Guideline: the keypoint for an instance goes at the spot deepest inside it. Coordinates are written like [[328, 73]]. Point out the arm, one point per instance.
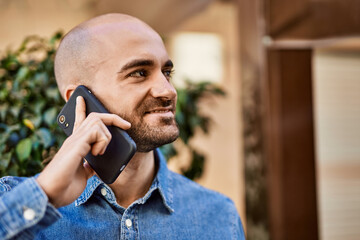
[[24, 208], [30, 206]]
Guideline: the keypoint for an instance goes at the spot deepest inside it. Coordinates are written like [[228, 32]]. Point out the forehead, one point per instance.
[[128, 40]]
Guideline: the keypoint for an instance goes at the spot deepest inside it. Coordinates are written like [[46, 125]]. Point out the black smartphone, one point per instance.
[[121, 147]]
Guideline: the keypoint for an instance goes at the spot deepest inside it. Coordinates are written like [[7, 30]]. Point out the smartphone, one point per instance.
[[121, 147]]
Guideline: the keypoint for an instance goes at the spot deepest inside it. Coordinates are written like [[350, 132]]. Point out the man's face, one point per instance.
[[132, 79]]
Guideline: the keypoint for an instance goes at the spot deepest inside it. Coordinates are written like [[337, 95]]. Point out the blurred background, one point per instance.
[[284, 143]]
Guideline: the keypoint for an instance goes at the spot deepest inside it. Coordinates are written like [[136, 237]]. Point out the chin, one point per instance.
[[151, 137]]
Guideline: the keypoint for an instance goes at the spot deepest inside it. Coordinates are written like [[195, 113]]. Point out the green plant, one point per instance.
[[190, 120], [30, 102]]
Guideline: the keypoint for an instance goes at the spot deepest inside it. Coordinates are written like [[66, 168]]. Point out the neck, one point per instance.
[[136, 179]]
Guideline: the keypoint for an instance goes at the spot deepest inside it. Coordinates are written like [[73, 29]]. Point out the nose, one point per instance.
[[162, 88]]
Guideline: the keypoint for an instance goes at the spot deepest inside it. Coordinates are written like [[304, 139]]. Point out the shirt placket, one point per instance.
[[129, 224]]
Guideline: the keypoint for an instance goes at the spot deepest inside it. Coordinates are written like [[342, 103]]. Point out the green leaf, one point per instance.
[[22, 73], [5, 160], [23, 149]]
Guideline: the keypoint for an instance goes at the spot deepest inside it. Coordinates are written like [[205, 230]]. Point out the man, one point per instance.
[[126, 65]]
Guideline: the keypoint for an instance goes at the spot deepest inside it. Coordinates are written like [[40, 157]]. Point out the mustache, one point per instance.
[[152, 103]]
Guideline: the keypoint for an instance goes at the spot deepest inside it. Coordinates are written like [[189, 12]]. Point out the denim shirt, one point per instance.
[[173, 208]]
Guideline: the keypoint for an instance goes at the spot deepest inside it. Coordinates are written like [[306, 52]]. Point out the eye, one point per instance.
[[138, 73], [168, 73]]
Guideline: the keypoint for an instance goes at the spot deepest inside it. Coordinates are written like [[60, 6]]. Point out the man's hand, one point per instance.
[[65, 177]]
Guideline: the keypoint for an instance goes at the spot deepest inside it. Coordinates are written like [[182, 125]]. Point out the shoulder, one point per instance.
[[9, 182], [206, 208], [185, 189]]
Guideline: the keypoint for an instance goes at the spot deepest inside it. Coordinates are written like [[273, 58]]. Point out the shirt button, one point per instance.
[[29, 214], [128, 223], [103, 192]]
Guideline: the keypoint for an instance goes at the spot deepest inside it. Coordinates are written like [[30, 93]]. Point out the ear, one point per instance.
[[69, 90]]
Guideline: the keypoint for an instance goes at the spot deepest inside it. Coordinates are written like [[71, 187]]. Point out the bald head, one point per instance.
[[81, 50]]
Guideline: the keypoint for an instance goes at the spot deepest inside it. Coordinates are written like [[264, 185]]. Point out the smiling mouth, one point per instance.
[[162, 110]]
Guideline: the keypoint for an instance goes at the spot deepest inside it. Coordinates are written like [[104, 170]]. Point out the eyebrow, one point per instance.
[[143, 62]]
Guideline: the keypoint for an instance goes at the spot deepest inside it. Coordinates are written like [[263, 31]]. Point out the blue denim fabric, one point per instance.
[[173, 208]]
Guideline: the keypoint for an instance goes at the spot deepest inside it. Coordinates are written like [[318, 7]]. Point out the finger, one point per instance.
[[89, 172], [99, 147], [80, 112], [103, 138]]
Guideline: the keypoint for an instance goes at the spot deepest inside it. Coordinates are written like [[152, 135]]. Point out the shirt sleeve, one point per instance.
[[24, 209]]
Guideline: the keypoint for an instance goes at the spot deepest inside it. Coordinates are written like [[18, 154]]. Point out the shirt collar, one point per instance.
[[162, 182]]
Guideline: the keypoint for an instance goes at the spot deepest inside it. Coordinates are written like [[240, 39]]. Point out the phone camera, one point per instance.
[[62, 119]]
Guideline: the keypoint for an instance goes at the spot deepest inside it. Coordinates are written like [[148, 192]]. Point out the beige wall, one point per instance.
[[337, 117], [223, 147]]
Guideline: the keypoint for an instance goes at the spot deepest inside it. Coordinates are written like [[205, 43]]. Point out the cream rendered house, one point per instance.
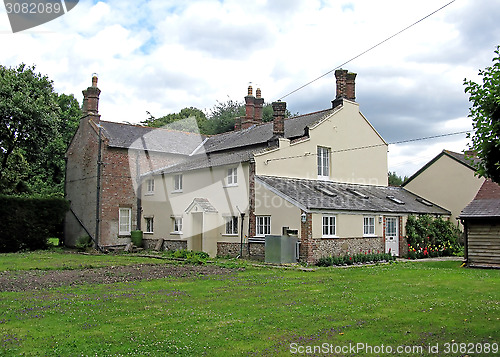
[[322, 174], [448, 180]]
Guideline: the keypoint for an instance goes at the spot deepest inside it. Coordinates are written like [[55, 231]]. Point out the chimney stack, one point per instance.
[[91, 100], [253, 110], [279, 109], [346, 86], [259, 103]]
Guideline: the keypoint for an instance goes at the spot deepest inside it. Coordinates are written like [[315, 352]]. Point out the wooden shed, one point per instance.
[[481, 219]]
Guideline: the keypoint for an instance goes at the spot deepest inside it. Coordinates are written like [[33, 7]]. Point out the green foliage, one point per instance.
[[83, 243], [27, 223], [395, 180], [36, 126], [485, 114], [429, 237], [360, 258]]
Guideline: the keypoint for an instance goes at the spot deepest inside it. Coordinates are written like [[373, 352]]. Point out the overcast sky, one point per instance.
[[163, 55]]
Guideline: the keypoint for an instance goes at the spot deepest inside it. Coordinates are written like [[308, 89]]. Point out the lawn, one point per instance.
[[255, 312]]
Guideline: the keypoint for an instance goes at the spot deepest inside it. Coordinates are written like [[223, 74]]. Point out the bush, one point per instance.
[[28, 223], [428, 237]]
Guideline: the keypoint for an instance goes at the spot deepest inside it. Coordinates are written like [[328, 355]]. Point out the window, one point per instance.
[[125, 221], [232, 225], [263, 225], [232, 177], [178, 183], [150, 186], [329, 226], [323, 162], [177, 225], [149, 225], [369, 226]]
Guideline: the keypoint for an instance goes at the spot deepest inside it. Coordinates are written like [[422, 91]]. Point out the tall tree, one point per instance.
[[36, 126], [485, 114]]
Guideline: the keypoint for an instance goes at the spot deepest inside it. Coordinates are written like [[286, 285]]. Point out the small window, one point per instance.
[[232, 225], [178, 183], [369, 226], [323, 163], [150, 186], [263, 225], [177, 225], [125, 221], [329, 226], [232, 177], [149, 225]]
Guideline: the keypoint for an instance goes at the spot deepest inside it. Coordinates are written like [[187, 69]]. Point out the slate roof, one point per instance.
[[459, 157], [325, 195], [486, 204], [129, 136], [239, 146]]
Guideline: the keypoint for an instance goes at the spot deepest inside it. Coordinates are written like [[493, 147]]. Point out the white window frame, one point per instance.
[[149, 223], [323, 163], [231, 226], [263, 225], [176, 225], [150, 186], [177, 183], [369, 226], [124, 213], [232, 176], [329, 226]]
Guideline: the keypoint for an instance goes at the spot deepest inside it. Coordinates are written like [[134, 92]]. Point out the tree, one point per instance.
[[395, 180], [485, 114], [36, 126]]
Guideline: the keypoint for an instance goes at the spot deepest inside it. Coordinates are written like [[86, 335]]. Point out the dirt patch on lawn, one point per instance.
[[28, 280]]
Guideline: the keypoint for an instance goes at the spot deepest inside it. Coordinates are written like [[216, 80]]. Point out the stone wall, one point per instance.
[[342, 246]]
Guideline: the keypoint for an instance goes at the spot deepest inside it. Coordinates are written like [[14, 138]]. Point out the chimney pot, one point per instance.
[[279, 109]]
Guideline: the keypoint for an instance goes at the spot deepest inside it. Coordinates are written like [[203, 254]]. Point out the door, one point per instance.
[[197, 237], [392, 235]]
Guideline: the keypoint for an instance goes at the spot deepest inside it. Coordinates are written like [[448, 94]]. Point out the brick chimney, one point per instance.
[[346, 86], [248, 120], [91, 100], [259, 103], [279, 109]]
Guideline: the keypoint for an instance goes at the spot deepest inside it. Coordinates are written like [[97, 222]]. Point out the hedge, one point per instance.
[[27, 223]]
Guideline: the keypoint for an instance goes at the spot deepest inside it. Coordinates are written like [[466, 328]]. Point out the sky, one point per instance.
[[164, 55]]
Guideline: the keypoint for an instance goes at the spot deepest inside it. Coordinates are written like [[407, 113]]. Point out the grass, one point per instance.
[[256, 312]]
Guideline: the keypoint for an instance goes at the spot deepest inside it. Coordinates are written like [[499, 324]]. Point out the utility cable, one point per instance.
[[368, 50]]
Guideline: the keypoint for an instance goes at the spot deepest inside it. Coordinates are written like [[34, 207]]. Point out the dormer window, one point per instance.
[[232, 176], [323, 163]]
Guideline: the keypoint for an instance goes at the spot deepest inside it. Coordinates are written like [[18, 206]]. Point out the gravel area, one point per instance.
[[29, 280]]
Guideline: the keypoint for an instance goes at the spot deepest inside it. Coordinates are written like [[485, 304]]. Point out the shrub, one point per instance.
[[428, 237], [27, 223]]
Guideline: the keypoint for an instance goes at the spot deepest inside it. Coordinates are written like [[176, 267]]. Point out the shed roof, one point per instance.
[[486, 204], [326, 195], [138, 137]]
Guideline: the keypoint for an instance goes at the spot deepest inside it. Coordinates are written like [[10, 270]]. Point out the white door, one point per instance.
[[392, 235]]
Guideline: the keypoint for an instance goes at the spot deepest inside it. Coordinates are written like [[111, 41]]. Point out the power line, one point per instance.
[[368, 50], [373, 146]]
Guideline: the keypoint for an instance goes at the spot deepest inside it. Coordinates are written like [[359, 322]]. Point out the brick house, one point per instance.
[[103, 161], [323, 174]]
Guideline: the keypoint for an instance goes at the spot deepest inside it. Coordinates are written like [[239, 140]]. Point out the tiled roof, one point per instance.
[[261, 134], [485, 204], [129, 136], [325, 195]]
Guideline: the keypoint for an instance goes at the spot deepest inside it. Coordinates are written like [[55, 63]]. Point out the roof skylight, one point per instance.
[[395, 200]]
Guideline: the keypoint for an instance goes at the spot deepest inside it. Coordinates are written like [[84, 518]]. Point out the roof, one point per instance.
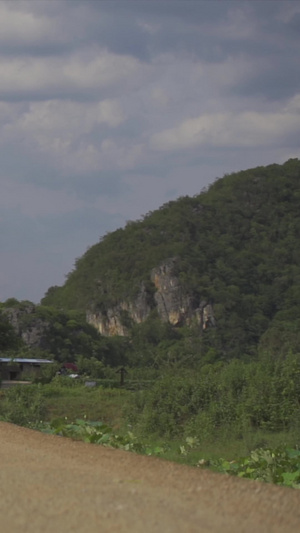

·····

* **WHAT THE TASK ASKS**
Take the lines from the one containing "skylight, one point per instance." through the last line of the listing and repeat them exactly. Omit the pictures.

* **EXERCISE SOLUTION**
Guideline: the keypoint for an instance goes at the spot deepest inside it. Coordinates are written like [[55, 63]]. Point out the roof skylight, one point per instance.
[[395, 200]]
Guideline: the keypoint for an instance goes at the spot deepest inside it. Coordinates are written like [[84, 518]]. Point out the roof, one point per instance.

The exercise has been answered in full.